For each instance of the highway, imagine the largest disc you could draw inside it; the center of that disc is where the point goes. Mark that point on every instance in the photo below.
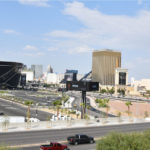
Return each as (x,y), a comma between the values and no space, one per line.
(44,136)
(13,109)
(72,147)
(92,111)
(38,97)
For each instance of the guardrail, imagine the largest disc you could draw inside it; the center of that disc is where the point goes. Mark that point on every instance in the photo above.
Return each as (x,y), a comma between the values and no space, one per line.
(60,124)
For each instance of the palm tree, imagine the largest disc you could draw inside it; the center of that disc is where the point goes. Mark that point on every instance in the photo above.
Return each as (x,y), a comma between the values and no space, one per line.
(88,107)
(128,104)
(57,104)
(28,103)
(104,103)
(82,109)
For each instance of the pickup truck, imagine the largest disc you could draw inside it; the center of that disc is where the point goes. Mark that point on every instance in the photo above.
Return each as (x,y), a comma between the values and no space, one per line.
(54,146)
(80,139)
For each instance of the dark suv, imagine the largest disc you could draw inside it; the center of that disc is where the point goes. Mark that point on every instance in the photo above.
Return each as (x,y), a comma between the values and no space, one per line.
(80,139)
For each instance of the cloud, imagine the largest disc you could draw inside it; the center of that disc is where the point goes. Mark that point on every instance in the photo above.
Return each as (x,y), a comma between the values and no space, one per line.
(50,49)
(10,31)
(30,47)
(37,3)
(140,2)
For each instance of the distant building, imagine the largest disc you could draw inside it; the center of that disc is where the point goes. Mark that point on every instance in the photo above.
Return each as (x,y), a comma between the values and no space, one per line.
(49,69)
(29,75)
(121,76)
(37,71)
(52,78)
(141,84)
(10,74)
(71,75)
(104,63)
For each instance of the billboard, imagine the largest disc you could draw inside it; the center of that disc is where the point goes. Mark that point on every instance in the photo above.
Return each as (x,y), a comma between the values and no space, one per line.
(82,86)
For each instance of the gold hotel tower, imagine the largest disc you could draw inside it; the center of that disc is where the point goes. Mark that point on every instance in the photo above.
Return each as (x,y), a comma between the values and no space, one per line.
(104,63)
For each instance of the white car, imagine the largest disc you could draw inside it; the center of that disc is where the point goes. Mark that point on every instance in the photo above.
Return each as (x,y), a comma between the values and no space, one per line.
(34,120)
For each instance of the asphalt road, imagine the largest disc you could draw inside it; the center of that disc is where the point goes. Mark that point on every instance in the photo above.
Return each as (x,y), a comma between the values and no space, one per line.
(13,109)
(72,147)
(44,136)
(92,111)
(38,97)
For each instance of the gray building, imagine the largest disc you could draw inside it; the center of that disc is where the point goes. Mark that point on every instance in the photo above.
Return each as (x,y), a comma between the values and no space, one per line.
(37,71)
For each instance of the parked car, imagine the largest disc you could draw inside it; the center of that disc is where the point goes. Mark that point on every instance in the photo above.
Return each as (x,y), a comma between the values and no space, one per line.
(34,120)
(54,146)
(80,139)
(1,113)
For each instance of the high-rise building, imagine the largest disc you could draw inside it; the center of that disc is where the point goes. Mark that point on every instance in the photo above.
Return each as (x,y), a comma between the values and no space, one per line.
(49,69)
(104,63)
(37,71)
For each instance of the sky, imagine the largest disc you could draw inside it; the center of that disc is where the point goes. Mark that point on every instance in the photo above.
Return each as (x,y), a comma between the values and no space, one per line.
(64,33)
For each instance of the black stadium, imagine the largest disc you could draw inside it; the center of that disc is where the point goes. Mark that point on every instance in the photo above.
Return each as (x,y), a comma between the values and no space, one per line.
(10,74)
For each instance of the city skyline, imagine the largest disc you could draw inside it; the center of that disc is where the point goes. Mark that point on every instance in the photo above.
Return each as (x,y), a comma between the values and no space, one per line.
(64,34)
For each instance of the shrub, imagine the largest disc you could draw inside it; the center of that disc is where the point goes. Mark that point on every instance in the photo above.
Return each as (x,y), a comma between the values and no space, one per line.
(125,141)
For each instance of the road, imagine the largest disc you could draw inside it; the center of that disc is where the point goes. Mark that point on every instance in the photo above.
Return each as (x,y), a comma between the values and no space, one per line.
(44,136)
(13,109)
(72,147)
(92,111)
(43,99)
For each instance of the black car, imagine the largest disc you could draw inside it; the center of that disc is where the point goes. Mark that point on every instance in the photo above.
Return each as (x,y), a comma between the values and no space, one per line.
(1,113)
(80,139)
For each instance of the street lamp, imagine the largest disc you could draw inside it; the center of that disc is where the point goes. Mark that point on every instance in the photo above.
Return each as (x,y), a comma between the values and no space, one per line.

• TASK ITEM
Whenever a line above includes "building", copy it in full.

• RESPONSE BELOW
For each instance of the distant building, imagine the largest disc you could draw inside it; the center of that disc is where the point goes. Mark that point on every instance in the photo above.
For each instance of the gray building, imagine the largest disc you could draw inside it; the center of that disc is where the point goes. Mark that point on every instance in the photo above.
For each instance of the high-rise building, imagine the largest disc you could draw inside it; the center of that disc is where the point goes. Mark that point on every instance in the photo above.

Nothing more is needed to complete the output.